◆ Aim 1
Reproduce the following passage on tax-managed funds and HIFO accounting word for word.

○ ○ ○ ○ ○

All of Vanguard's tax-managed funds, and many other tax efficient funds from other families, employ HIFO accounting -- that's "highest in, first out." This method of choosing which specific shares get sold is handled by the portfolio's accountants, rather than the manager. "We sell the shares with the highest cost basis first," Mattes says. "We can almost always harvest a loss that way." That's not to say that the individual fund investor is losing, though. Remember, these funds buy and sell a multitude of shares of the same company over a number of years. Consequently, the shares they'll hold of a single company were all bought at different prices.

Due to the cyclical nature of the markets that we've all become all too familiar with, funds almost always hold shares that were bought at one time at a higher price than they currently trade for in today's market. The HIFO method of accounting enables the fund to cherry-pick losses, rather than incurring gains.

Those losses can be used to offset gains that can't be avoided, or they can go toward building up the fund's tax-loss carryover. Just as individuals can carry forward any losses that exceed their gains (and $3,000 of ordinary income), mutual funds can carry losses forward as well, using them to offset future gains. Vanguard's tax-managed funds started building up tax losses they could keep on their books from their inception in the early to mid-1990s.

Losses are also harvested to meet shareholder redemptions. Vanguard tries to keep redemptions to a minimum by imposing a charge for any redemptions made within five years. Redemptions made within one year incur a 2% fee, a 1% fee is imposed for the next four years.

"Up to 50% of the capital gains realized by mutual funds are due to shareholder redemptions," Mattes says, citing a study conducted by Vanguard's Joel Dixon during his time at Stanford University. "The benefits of tax management accrue over time, and we want investors that will stick with it over time."

○ ○ ○ ○ ○

◆ Aim 2
Write out the lines of the records below from the line holding "For every instance of the green" through the end of the records, inclusive.

○ ○ ○ ○ ○

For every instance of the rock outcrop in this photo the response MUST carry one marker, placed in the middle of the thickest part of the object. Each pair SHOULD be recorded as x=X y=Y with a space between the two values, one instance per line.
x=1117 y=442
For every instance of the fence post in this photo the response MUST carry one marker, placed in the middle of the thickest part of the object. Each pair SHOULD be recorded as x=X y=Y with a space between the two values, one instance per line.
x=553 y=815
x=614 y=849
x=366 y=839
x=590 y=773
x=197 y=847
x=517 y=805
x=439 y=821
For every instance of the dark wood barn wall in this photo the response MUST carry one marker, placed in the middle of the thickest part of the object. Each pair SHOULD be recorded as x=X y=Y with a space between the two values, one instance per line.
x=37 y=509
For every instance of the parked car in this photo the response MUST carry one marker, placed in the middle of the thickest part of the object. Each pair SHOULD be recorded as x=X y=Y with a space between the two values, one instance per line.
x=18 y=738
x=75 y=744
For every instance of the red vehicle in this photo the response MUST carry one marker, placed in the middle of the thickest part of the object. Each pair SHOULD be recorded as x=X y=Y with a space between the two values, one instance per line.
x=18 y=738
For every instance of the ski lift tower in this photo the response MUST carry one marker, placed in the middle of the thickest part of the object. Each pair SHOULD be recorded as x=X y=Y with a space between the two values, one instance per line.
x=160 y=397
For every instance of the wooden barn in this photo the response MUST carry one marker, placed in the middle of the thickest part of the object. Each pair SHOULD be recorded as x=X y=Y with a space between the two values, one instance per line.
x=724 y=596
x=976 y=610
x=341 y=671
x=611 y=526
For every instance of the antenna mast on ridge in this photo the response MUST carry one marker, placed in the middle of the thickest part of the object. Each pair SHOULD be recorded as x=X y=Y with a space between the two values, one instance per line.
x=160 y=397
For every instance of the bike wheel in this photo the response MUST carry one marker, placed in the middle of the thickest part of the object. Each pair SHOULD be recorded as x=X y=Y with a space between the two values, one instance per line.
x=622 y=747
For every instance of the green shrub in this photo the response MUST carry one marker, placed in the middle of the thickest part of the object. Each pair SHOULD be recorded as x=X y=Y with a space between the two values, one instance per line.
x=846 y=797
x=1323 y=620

○ ○ ○ ○ ○

◆ Written solution 1
All of Vanguard's tax-managed funds, and many other tax efficient funds from other families, employ HIFO accounting -- that's "highest in, first out." This method of choosing which specific shares get sold is handled by the portfolio's accountants, rather than the manager. "We sell the shares with the highest cost basis first," Mattes says. "We can almost always harvest a loss that way." That's not to say that the individual fund investor is losing, though. Remember, these funds buy and sell a multitude of shares of the same company over a number of years. Consequently, the shares they'll hold of a single company were all bought at different prices.

Due to the cyclical nature of the markets that we've all become all too familiar with, funds almost always hold shares that were bought at one time at a higher price than they currently trade for in today's market. The HIFO method of accounting enables the fund to cherry-pick losses, rather than incurring gains.

Those losses can be used to offset gains that can't be avoided, or they can go toward building up the fund's tax-loss carryover. Just as individuals can carry forward any losses that exceed their gains (and $3,000 of ordinary income), mutual funds can carry losses forward as well, using them to offset future gains. Vanguard's tax-managed funds started building up tax losses they could keep on their books from their inception in the early to mid-1990s.

Losses are also harvested to meet shareholder redemptions. Vanguard tries to keep redemptions to a minimum by imposing a charge for any redemptions made within five years. Redemptions made within one year incur a 2% fee, a 1% fee is imposed for the next four years.

"Up to 50% of the capital gains realized by mutual funds are due to shareholder redemptions," Mattes says, citing a study conducted by Vanguard's Joel Dixon during his time at Stanford University. "The benefits of tax management accrue over time, and we want investors that will stick with it over time."

◆ Written solution 2
For every instance of the green shrub in this photo the response MUST carry one marker, placed in the middle of the thickest part of the object. Each pair SHOULD be recorded as x=X y=Y with a space between the two values, one instance per line.
x=846 y=797
x=1323 y=620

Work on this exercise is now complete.